Text passage:
Sunday, January 3, 2021

Spontaneous: Movie Review



Wildly creative, insane, funny and poignant.

Spontaneous is wildly original and insane with a touch of poignancy and real world politics. Teenagers start spontaneously combusting with no reason why. The FBI arrives “Are you blowing up your classmates?” “Um, no?” “Ok, back to the drawing board”. The politicians offer their thoughts and prayers, and unsurprisingly, that doesn’t solve it either. What are the still living students supposed to do?   2020

Directed by: Brian Duffield

Screenplay by: Brian Duffield
Based on the novel by Aaron Starmer

Starring: Katherine Langford, Charlie Plummer

There are so many great one-liners but I’m afraid you’ll be unable to use in every day life unless unexplained spontaneous human combustion starts happening in your neighbourhood. “I’m not going to school tomorrow,” Mara (Katherine Langford) tells her parents. Her father (Rob Huebel) replies, “No, shit, you’re not.” But that doesn’t last long as no one is sure how to keep the kids safe. And how else are they going to be prepared for college if they don’t finish high school first? Perhaps you have to be alive to actually make it to college in the first place.

A lot of the commentary in this movie echoed the reality of the Marjory Stoneman Douglas High School students of Parkland, Florida. From unassuming teenagers being thrust into the national spotlight, politicians offering useless platitudes that they know full well can’t help their situation, to society and teachers around them suggesting that the very school where they are more likely to get killed and watched the deaths of their classmates will offer better support for college than the real life situation they have to navigate themselves.

The socio-political observations are just undercurrents beneath the explosive surface. Spontaneous is a story of love and death told in the style of a violent and bloody horror-comedy. Mara doesn’t know how to act and spends most of the first act in this daze allowing others to help guide her. The primary other is Dylan (Charlie Plummer), a similarly-blonde-haired classmate who has had a crush on Mara for the past year which she was oblivious to, but he takes this moment to ask her out.

The pair have great chemistry with an engaging affinity, but there is a hurriedness to their relationship brought on by the spontaneity of their current existence – how much longer do we have to live? When will we know we’ve made it? And will we still be together?

The third act answers these questions in addition to further exploring the guilt and paranoia of the surviving students after an unexpected turn to the story. I don’t blame audiences for being caught off guard by the advancement; however, it’s worth bearing in mind how unique this movie, based on Aaron Starmer’s novel, is. Chaos drives the movie, and even with the emotional twists to the story, it maintains the horror-comedy style throughout. The third act also makes me ask what is Katherine Langford’s career going to look like in 10 years? Could she be a perennial Oscar-nominee or are these offbeat indies going to be too alluring? Either way, I’m excited to find out because she nails the challenging tone of the film’s denouement.

Record extracts:
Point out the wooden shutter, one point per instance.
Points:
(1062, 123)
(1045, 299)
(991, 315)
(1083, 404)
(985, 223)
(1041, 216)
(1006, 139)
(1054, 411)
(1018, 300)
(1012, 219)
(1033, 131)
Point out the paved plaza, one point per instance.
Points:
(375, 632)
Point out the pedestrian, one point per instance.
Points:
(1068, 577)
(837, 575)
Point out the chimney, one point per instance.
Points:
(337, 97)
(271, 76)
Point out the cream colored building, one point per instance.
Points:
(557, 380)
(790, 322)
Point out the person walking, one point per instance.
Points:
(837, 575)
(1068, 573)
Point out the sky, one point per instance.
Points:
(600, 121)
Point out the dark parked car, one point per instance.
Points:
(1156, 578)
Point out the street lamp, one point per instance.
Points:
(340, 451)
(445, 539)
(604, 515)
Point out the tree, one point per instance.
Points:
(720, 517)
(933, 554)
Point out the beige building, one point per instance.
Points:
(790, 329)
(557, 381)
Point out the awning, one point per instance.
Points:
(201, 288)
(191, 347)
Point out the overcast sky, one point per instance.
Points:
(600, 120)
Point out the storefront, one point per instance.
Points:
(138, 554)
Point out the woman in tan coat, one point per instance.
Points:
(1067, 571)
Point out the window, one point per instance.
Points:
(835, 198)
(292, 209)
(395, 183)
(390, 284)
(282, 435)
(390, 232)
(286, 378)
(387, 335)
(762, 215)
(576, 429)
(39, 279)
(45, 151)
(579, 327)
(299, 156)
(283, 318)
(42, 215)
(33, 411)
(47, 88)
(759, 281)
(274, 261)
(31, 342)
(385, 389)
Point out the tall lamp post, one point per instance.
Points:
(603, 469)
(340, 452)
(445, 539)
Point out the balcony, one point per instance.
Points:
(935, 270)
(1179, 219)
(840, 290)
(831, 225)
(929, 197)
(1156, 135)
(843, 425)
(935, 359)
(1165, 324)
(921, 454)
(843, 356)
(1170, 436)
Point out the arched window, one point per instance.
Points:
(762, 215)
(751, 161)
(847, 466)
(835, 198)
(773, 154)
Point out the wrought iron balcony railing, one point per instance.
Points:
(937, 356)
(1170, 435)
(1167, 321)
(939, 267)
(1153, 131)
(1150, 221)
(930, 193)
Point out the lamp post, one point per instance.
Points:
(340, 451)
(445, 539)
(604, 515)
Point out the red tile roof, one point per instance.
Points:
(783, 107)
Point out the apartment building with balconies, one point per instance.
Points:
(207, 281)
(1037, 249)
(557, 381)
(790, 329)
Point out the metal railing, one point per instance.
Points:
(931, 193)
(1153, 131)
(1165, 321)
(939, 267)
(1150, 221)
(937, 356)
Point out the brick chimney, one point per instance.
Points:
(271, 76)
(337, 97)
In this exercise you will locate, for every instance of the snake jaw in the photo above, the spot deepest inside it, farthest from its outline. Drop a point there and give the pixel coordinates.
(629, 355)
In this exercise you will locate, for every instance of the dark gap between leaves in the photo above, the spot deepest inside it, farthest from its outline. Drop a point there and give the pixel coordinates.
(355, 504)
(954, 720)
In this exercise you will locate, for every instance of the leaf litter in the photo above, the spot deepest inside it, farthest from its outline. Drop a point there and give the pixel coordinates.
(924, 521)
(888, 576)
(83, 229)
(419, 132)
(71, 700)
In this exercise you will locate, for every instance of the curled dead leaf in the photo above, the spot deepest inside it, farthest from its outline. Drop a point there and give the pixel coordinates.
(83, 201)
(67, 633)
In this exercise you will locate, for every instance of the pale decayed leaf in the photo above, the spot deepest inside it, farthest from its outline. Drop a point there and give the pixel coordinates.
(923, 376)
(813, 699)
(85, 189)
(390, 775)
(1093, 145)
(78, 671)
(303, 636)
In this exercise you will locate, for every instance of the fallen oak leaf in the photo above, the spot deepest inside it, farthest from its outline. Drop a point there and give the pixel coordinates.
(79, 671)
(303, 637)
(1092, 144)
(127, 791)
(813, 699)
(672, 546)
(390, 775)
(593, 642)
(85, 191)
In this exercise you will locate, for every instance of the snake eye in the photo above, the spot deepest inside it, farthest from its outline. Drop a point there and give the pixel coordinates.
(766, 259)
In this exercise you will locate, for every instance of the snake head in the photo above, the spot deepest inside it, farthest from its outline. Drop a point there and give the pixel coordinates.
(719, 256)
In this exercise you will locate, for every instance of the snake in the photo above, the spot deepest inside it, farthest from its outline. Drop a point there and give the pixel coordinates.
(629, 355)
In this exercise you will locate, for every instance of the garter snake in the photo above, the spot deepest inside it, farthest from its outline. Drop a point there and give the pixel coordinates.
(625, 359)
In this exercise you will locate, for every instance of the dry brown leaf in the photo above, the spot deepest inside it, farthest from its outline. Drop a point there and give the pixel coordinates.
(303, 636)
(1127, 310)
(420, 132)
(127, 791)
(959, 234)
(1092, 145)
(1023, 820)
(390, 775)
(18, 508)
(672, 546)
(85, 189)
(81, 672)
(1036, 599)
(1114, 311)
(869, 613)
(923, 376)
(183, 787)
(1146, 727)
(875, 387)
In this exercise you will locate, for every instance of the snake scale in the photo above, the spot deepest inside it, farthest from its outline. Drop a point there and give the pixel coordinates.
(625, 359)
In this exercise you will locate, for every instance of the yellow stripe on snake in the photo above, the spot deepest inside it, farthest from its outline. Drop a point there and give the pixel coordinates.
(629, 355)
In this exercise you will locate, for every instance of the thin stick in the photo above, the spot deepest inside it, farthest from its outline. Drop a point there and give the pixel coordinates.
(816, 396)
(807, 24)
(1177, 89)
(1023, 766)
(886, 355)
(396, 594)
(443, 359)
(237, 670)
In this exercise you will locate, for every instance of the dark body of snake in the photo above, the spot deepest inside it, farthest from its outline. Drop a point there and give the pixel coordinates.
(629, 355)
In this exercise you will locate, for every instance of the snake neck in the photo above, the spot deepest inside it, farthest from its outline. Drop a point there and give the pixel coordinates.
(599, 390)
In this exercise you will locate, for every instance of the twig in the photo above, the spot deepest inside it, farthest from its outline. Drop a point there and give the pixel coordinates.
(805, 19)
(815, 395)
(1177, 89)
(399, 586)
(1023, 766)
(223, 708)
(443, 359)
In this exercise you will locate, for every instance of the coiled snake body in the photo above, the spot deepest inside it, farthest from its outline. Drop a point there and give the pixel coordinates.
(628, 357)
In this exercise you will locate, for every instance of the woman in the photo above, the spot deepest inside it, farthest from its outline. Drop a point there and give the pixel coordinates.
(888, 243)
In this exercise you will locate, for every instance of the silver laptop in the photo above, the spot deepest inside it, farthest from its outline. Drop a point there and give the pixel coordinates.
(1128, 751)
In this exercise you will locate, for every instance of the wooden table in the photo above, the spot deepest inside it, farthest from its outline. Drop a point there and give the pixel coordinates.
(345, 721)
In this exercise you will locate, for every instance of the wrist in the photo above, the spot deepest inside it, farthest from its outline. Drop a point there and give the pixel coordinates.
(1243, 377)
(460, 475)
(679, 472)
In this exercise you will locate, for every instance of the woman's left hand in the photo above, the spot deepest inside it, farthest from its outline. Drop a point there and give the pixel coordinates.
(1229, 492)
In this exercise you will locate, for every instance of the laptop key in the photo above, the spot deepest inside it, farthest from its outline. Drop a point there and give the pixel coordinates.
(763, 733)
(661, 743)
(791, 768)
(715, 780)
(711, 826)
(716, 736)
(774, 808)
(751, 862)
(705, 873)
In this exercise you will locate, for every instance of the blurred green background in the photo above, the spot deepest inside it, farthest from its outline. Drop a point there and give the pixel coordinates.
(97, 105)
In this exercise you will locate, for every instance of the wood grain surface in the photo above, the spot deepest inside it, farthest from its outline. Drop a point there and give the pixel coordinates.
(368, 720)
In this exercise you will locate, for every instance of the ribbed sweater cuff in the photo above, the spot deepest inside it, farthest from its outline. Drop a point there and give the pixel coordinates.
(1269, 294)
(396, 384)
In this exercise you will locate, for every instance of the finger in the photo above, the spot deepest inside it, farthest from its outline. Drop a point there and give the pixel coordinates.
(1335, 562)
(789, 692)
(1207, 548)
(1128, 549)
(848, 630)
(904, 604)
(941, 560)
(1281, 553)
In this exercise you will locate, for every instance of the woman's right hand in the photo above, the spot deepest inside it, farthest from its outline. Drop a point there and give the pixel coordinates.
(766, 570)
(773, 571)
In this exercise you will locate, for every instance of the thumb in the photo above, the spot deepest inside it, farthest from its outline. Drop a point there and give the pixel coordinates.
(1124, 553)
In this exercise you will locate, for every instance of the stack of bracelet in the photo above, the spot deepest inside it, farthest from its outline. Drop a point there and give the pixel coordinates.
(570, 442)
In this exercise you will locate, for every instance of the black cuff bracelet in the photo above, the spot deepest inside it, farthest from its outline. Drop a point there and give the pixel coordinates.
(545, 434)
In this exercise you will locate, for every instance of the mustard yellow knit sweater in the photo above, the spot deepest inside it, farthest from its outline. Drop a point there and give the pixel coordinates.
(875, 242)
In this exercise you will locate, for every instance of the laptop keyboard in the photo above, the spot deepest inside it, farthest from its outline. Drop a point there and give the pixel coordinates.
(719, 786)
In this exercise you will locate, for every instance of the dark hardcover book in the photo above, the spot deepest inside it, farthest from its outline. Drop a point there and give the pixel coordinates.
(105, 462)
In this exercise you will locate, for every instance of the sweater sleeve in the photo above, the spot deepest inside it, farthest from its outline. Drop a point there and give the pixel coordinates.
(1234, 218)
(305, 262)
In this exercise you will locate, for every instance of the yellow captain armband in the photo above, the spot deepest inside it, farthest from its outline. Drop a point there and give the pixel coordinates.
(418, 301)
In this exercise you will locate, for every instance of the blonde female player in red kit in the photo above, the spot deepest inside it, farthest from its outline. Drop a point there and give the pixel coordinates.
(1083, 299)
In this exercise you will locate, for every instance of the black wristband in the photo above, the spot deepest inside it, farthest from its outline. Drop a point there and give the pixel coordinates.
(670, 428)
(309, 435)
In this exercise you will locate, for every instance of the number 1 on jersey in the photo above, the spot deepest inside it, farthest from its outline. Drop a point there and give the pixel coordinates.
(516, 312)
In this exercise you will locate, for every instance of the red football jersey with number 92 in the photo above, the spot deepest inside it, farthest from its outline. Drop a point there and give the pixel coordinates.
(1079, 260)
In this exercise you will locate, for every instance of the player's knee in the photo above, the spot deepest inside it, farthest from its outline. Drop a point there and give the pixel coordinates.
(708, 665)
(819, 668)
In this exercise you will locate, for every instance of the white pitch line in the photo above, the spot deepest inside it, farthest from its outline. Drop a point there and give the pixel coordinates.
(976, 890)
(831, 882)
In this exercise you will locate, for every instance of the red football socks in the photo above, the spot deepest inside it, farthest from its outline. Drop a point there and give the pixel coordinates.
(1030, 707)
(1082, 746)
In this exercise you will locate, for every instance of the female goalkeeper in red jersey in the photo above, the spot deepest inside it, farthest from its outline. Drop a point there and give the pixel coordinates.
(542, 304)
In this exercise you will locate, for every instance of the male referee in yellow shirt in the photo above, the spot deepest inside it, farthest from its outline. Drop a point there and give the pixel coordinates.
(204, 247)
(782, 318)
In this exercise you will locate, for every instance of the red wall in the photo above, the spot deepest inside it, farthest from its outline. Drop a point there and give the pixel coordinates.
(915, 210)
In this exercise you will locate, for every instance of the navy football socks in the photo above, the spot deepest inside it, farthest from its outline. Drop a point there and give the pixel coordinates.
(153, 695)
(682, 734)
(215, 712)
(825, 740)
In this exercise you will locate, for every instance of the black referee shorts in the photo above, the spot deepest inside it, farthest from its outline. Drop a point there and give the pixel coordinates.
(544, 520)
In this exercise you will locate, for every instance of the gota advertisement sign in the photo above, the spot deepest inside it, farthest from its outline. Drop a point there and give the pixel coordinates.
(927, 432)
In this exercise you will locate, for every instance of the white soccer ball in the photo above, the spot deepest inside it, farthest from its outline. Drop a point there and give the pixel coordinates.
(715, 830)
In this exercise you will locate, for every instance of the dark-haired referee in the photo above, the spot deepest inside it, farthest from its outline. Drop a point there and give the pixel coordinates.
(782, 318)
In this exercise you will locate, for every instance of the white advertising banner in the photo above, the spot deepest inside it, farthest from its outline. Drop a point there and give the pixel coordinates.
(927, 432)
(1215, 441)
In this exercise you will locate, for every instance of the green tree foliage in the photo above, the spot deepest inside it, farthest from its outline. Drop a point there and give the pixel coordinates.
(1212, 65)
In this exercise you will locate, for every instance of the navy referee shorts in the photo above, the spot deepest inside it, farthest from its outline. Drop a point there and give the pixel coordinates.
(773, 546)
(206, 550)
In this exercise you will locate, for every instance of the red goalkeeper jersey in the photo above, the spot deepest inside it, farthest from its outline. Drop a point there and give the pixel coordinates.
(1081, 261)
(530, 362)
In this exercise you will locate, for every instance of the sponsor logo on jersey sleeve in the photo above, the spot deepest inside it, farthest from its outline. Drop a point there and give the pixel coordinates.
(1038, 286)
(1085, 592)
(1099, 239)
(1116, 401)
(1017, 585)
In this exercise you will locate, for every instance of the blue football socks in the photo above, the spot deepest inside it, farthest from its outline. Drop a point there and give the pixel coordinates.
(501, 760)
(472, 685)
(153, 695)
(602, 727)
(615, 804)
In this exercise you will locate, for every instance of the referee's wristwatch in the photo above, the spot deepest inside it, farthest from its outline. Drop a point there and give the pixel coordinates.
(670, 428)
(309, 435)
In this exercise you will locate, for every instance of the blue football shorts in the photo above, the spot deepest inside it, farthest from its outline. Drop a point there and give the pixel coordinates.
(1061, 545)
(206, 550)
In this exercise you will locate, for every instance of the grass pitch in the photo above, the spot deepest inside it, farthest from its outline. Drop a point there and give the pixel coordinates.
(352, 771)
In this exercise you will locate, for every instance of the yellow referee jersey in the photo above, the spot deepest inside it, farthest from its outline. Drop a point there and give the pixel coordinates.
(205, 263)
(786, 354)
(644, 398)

Exercises:
- A) Answer these questions from the movie review:
(i) Who directed the film?
(ii) Which actor plays Mara's father?
(iii) Which students' reality does the review say the movie's commentary echoed?
- B) Retype the movie review from "A lot of the" to "to navigate themselves.".

Outputs for the tasks:
- A)
(i) Brian Duffield
(ii) Rob Huebel
(iii) The Marjory Stoneman Douglas High School students of Parkland, Florida

- B)
A lot of the commentary in this movie echoed the reality of the Marjory Stoneman Douglas High School students of Parkland, Florida. From unassuming teenagers being thrust into the national spotlight, politicians offering useless platitudes that they know full well can’t help their situation, to society and teachers around them suggesting that the very school where they are more likely to get killed and watched the deaths of their classmates will offer better support for college than the real life situation they have to navigate themselves.